SHORT PROBLEM:
Write out the full set of records below exactly.

Region segmentation data
=-=-=-=-=

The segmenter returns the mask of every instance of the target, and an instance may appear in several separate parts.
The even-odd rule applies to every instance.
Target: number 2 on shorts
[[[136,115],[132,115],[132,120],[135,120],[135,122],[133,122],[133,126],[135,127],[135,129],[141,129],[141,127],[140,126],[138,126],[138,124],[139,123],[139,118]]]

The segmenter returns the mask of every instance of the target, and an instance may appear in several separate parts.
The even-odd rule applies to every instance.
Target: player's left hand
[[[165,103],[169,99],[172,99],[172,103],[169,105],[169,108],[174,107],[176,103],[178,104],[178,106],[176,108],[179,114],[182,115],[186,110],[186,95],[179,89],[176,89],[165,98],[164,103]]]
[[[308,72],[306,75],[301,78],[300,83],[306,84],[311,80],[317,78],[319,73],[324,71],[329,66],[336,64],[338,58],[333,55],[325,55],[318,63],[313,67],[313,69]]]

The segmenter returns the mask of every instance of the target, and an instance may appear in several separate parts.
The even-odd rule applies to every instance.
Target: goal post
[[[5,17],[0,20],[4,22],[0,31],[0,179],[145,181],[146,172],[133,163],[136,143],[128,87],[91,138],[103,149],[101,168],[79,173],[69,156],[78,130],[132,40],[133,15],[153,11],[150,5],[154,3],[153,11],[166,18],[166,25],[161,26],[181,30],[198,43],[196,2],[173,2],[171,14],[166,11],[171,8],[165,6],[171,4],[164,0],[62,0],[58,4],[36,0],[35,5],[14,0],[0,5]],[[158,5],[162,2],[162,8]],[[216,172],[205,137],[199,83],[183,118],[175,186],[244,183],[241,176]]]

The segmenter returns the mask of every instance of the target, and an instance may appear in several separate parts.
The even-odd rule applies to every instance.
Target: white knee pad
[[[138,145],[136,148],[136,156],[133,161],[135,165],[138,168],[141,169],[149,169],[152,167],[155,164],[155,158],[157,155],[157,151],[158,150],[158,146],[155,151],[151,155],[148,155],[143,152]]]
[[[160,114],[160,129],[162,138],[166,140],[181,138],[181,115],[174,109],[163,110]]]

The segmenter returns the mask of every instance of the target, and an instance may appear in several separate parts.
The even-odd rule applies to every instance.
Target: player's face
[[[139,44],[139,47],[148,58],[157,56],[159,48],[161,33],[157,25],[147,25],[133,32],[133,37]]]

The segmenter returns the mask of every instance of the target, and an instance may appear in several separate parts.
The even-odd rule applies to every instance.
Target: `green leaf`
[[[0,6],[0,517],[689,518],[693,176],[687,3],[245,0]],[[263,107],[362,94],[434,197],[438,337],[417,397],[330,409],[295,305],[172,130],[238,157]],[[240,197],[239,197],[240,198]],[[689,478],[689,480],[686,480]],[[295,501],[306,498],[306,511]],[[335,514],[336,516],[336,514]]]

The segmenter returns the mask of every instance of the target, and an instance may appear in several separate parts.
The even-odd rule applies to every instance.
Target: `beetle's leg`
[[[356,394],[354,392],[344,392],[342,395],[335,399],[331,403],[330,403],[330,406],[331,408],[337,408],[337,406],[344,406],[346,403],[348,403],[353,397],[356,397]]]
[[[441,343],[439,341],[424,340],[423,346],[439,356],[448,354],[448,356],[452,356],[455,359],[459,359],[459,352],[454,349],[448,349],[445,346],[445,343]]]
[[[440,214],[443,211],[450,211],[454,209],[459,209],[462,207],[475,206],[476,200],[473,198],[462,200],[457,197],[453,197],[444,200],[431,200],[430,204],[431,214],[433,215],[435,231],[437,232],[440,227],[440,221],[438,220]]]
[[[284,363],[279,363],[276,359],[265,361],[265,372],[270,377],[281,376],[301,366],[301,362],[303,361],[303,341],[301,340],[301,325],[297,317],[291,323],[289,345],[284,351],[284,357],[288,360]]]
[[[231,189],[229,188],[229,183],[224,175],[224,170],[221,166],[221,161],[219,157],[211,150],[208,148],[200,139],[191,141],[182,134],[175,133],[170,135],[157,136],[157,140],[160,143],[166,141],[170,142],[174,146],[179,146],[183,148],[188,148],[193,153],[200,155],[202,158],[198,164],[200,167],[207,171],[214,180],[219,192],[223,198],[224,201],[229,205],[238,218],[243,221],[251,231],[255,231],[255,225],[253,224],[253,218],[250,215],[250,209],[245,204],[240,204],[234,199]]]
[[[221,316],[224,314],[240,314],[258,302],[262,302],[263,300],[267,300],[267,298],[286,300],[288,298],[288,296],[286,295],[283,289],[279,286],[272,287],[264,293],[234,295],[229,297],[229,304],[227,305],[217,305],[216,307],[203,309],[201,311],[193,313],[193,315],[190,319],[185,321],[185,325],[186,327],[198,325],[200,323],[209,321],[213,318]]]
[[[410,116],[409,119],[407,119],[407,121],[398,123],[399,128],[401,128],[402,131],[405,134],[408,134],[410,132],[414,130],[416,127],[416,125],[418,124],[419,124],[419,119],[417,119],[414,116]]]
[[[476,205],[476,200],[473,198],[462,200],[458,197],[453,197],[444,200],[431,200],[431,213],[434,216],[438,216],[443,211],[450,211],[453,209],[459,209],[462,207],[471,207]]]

=-=-=-=-=

EXERCISE RESPONSE:
The segmenter returns the mask of every instance of the target, and an instance may appear in several separate parts.
The even-odd rule applies to every instance.
Target: number 2 on shorts
[[[136,115],[132,115],[132,120],[135,120],[135,122],[133,122],[133,126],[135,127],[135,129],[141,129],[141,127],[140,126],[138,126],[138,124],[139,123],[139,118]]]

The segmenter returns the mask of every instance of the target, and an instance may appear in several separate parts.
The even-odd rule applies to every instance.
Target: player's left hand
[[[165,103],[169,99],[172,99],[172,103],[169,105],[169,108],[174,107],[176,103],[178,104],[178,106],[176,108],[179,114],[182,115],[186,110],[186,95],[179,89],[176,89],[165,98],[164,103]]]
[[[308,72],[306,75],[301,78],[300,83],[306,84],[311,80],[317,78],[319,73],[324,71],[329,66],[336,64],[338,58],[333,55],[325,55],[318,63],[313,67],[313,69]]]

The segmenter returns the mask of every instance of the target, and an instance may appear in several separate parts.
The even-odd rule applies to every instance.
Target: goal post
[[[5,17],[0,20],[4,22],[0,31],[0,179],[145,181],[146,172],[133,163],[136,143],[128,87],[91,138],[103,149],[101,168],[79,173],[69,156],[78,130],[132,40],[133,15],[153,11],[150,5],[154,3],[153,11],[166,18],[166,25],[161,26],[181,30],[198,43],[196,2],[173,2],[171,14],[166,11],[171,8],[165,6],[171,4],[164,0],[62,0],[58,4],[36,0],[35,5],[14,0],[0,5]],[[158,5],[162,2],[162,8]],[[216,172],[205,137],[199,83],[183,118],[175,186],[244,183],[241,176]]]

The segmenter returns the mask of every instance of the target, and an instance may appear in several separate parts.
The even-odd rule applies to every instance.
Target: white knee pad
[[[138,145],[136,148],[136,156],[133,161],[135,165],[138,168],[141,169],[149,169],[152,167],[155,164],[155,158],[157,155],[157,151],[158,150],[158,146],[155,151],[151,155],[148,155],[143,152]]]
[[[160,114],[160,129],[162,138],[166,140],[181,138],[181,115],[174,109],[163,110]]]

The segmenter returns the mask of every instance of the target, and an instance may appear in several separate parts.
The even-odd rule applies to every instance.
Target: player's face
[[[139,44],[139,47],[148,58],[157,56],[159,48],[161,33],[157,25],[147,25],[133,32],[133,37]]]

The segmenter returns the mask of every instance of the target, and an instance may appear in several separate parts.
The even-odd rule applies to every instance.
Target: `green leaf`
[[[0,6],[0,517],[689,518],[693,176],[687,3],[245,0]],[[263,107],[362,94],[434,197],[438,337],[417,397],[330,409],[295,305],[172,130],[238,157]],[[240,197],[239,197],[240,198]],[[689,478],[689,480],[686,480]],[[295,501],[306,498],[306,511]],[[335,514],[336,516],[336,514]]]

The segmenter returns the mask of every instance of the target, and an instance may appear in several separate parts.
The even-odd rule applies to every instance.
Target: `beetle's leg`
[[[356,394],[354,392],[344,392],[342,395],[335,399],[331,403],[330,403],[330,406],[331,408],[337,408],[337,406],[344,406],[346,403],[348,403],[353,397],[356,397]]]
[[[441,343],[439,341],[424,340],[423,346],[439,356],[448,354],[448,356],[452,356],[455,359],[459,359],[459,352],[454,349],[448,349],[445,346],[445,343]]]
[[[440,214],[443,211],[450,211],[454,209],[459,209],[462,207],[475,206],[476,200],[473,198],[462,200],[457,197],[453,197],[444,200],[431,200],[430,204],[431,214],[433,215],[435,231],[437,232],[440,227],[440,221],[438,220]]]
[[[284,363],[279,363],[276,359],[265,361],[265,372],[270,377],[281,376],[301,366],[301,362],[303,361],[303,341],[301,340],[301,325],[297,317],[291,323],[289,345],[284,351],[284,357],[288,360]]]
[[[231,189],[229,188],[229,183],[224,175],[224,170],[221,166],[221,161],[219,157],[211,150],[208,148],[200,139],[191,141],[182,134],[175,133],[170,135],[157,136],[157,140],[160,143],[166,141],[170,142],[174,146],[179,146],[183,148],[188,148],[193,153],[200,155],[202,158],[198,164],[200,167],[207,171],[214,180],[219,192],[223,198],[224,201],[229,205],[238,218],[243,221],[251,231],[255,231],[255,225],[253,224],[253,218],[250,215],[250,209],[245,204],[240,204],[234,199]]]
[[[221,316],[224,314],[240,314],[258,302],[262,302],[263,300],[267,300],[267,298],[286,300],[288,298],[288,296],[286,295],[283,289],[279,286],[272,287],[264,293],[234,295],[229,297],[229,304],[227,305],[217,305],[216,307],[203,309],[201,311],[193,313],[193,315],[190,319],[185,321],[185,325],[186,327],[198,325],[200,323],[209,321],[213,318]]]
[[[410,116],[409,119],[407,119],[407,121],[398,123],[399,128],[401,128],[402,131],[405,134],[408,134],[410,132],[414,130],[416,127],[416,125],[418,124],[419,124],[419,119],[417,119],[414,116]]]
[[[476,205],[476,200],[473,198],[462,200],[458,197],[453,197],[444,200],[431,200],[431,213],[434,216],[438,216],[443,211],[450,211],[453,209],[459,209],[462,207],[471,207]]]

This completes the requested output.